The most unnerving thing was the writing on the wall.

Of all the things I’ve lost.

I miss my mind the most.

“Oh, and one last thing,” the guide said, resting against the huge cell door. “These doors are very heavy so be careful opening and closing them. I saw someone’s fingers get chopped off from the door slamming on them.”

Once he’d left, we laid down to sleep. We were going to be sleeping on air mattresses on the cell floor, no pillows, and no blankets. When lights went out, they really went out; I couldn’t see anything at all. I rolled over and curled up into a ball, my usual sleeping pose, and closed my eyes, the stories of the nights swirling through my mind.

Twenty minutes later was when it began.

Nudge, nudge.

It was like someone was pressing into the foot of the mattress, and I could feel myself rising and falling. My heart began to thump just a little bit faster, but I ignored it. But there it was again and again.

····················

Aim 1 >>
In the records, print the lines starting at the one that contains "Exercise. Point to every instance of the kitten's left" and continuing through the last line of the records, reproducing each line unchanged.
The story and the records are separate material with no connection to each other.

[Source records]

····················

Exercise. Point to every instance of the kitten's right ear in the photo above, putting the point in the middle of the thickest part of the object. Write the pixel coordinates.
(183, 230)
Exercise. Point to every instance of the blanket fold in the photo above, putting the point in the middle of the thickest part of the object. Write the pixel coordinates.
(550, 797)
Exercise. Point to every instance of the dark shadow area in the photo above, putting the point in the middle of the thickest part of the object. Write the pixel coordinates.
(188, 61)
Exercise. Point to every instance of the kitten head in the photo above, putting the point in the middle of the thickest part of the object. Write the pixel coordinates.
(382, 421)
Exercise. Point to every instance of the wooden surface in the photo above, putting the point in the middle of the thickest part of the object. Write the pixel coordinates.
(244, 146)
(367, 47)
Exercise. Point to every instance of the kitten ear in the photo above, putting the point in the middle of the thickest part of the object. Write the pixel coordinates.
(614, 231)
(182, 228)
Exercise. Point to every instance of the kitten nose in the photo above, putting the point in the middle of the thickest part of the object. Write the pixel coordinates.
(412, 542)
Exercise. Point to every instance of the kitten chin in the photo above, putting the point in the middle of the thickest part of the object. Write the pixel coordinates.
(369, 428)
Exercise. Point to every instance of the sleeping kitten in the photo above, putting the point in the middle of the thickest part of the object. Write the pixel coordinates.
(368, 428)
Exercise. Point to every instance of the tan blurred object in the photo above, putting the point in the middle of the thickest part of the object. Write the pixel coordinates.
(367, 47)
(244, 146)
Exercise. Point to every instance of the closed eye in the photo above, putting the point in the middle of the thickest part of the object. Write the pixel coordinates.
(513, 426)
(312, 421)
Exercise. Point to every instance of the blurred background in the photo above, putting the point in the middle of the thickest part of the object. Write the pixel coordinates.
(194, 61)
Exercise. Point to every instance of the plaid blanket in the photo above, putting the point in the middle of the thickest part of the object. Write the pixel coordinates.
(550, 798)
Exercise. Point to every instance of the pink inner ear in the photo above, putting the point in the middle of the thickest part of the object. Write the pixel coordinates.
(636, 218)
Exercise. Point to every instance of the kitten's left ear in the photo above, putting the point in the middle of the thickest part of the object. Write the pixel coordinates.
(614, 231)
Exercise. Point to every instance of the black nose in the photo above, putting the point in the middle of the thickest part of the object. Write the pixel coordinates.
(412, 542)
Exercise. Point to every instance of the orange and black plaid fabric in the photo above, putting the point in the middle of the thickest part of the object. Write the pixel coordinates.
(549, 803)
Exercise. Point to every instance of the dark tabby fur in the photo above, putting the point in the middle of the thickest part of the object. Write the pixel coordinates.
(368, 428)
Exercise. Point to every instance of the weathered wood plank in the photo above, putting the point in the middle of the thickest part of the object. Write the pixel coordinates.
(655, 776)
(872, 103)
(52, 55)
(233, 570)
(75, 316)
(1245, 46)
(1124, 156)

····················

Aim 2 >>
Answer these questions about the story, one line each:
(a) What does the narrator call the most unnerving thing?
(b) What does the guide say he saw happen when a door slammed?
(c) What were they going to sleep on?

Complete answer 1 >>
Exercise. Point to every instance of the kitten's left ear in the photo above, putting the point in the middle of the thickest part of the object. Write the pixel coordinates.
(614, 231)
Exercise. Point to every instance of the black nose in the photo above, putting the point in the middle of the thickest part of the object. Write the pixel coordinates.
(412, 542)
Exercise. Point to every instance of the orange and black plaid fabric in the photo above, putting the point in the middle of the thickest part of the object. Write the pixel coordinates.
(549, 803)
Exercise. Point to every instance of the dark tabby fur in the photo above, putting the point in the middle of the thickest part of the object. Write the pixel coordinates.
(368, 428)
Exercise. Point to every instance of the weathered wood plank in the photo above, putting the point in the middle of the thickest part of the object. Write the pixel coordinates.
(655, 776)
(872, 103)
(52, 55)
(233, 570)
(75, 316)
(1245, 46)
(1124, 156)

Complete answer 2 >>
(a) The writing on the wall.
(b) Someone's fingers got chopped off.
(c) Air mattresses on the cell floor, with no pillows and no blankets.